Natural-language object grounding data:
»»

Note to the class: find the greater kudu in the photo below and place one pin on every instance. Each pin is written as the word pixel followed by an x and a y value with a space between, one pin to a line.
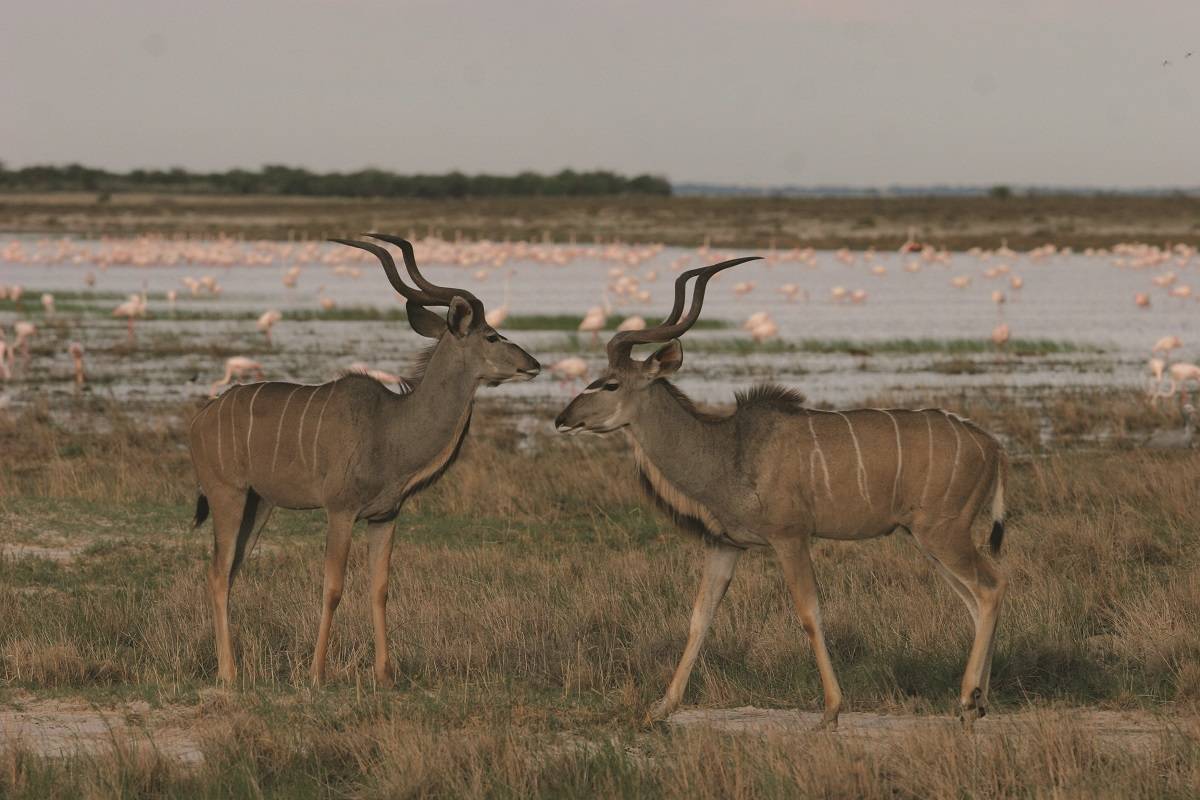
pixel 349 446
pixel 777 474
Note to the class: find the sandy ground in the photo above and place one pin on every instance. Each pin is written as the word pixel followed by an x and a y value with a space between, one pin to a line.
pixel 66 727
pixel 69 727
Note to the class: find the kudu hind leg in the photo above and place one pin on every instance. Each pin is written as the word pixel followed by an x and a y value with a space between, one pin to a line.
pixel 381 536
pixel 337 549
pixel 964 565
pixel 228 506
pixel 719 564
pixel 255 516
pixel 797 565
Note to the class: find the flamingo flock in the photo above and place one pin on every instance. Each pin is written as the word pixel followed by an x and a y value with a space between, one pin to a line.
pixel 631 275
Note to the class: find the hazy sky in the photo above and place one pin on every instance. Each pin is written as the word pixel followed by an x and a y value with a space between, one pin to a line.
pixel 810 91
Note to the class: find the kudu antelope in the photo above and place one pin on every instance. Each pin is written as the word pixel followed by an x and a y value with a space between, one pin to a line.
pixel 775 474
pixel 349 446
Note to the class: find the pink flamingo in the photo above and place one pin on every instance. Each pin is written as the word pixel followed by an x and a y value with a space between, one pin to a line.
pixel 1167 344
pixel 569 370
pixel 237 366
pixel 131 310
pixel 76 350
pixel 1000 335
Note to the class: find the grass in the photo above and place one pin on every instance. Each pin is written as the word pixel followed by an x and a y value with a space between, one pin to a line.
pixel 539 606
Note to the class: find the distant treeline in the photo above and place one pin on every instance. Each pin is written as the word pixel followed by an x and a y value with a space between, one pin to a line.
pixel 275 179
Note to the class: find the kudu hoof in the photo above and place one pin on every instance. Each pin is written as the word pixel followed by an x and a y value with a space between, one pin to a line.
pixel 657 714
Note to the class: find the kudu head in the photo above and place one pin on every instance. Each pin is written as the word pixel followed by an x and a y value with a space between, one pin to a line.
pixel 485 353
pixel 612 401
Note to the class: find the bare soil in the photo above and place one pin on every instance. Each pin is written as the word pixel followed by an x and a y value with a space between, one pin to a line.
pixel 57 728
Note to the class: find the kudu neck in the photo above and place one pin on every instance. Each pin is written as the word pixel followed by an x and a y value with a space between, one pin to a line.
pixel 439 401
pixel 682 444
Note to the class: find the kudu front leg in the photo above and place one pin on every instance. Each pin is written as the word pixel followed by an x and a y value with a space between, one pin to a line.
pixel 797 564
pixel 719 564
pixel 379 541
pixel 337 549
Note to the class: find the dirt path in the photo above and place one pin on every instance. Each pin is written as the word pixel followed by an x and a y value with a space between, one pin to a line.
pixel 69 727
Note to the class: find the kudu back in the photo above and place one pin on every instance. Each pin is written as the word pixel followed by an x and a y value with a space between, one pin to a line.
pixel 777 474
pixel 351 446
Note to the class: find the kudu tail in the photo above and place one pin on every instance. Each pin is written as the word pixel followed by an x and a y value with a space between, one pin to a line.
pixel 202 510
pixel 997 509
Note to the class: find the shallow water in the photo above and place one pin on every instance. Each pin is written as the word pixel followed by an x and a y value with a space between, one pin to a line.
pixel 1084 300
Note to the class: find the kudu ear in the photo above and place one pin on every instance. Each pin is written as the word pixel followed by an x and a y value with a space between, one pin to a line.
pixel 460 317
pixel 666 360
pixel 425 322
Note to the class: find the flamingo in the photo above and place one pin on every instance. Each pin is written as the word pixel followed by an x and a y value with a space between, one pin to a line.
pixel 267 322
pixel 131 310
pixel 593 322
pixel 765 330
pixel 76 350
pixel 237 366
pixel 1000 335
pixel 755 319
pixel 496 317
pixel 569 370
pixel 1167 344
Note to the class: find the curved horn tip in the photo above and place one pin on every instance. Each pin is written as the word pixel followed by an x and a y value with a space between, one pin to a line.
pixel 390 239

««

▶ **Directions for this task**: Could you quote, exactly as they appear, the line containing "Note to the class: find the kudu ear" and every line after it to the end of the records above?

▶ **Result of the exercise**:
Note to the class: find the kudu ear in the photo above and place one pin on every instance. Each pin is written as the word pixel followed by an x and a y value with a space between, one pin to a line.
pixel 460 317
pixel 666 360
pixel 425 322
Note to the class: find the flamingo in the photo above and place one pin on every instance. Each pin is written as the word pixel followed by an x and a y value with a space between, one pin to a line.
pixel 267 322
pixel 131 310
pixel 593 322
pixel 765 330
pixel 76 350
pixel 237 366
pixel 1000 335
pixel 755 319
pixel 496 317
pixel 569 370
pixel 1167 344
Note to the class: find the curved horn tip in the photo above and place one pin on every instance. Each pin is written as the word pixel followed by an x and a y value with a space between, one pin to a line.
pixel 390 239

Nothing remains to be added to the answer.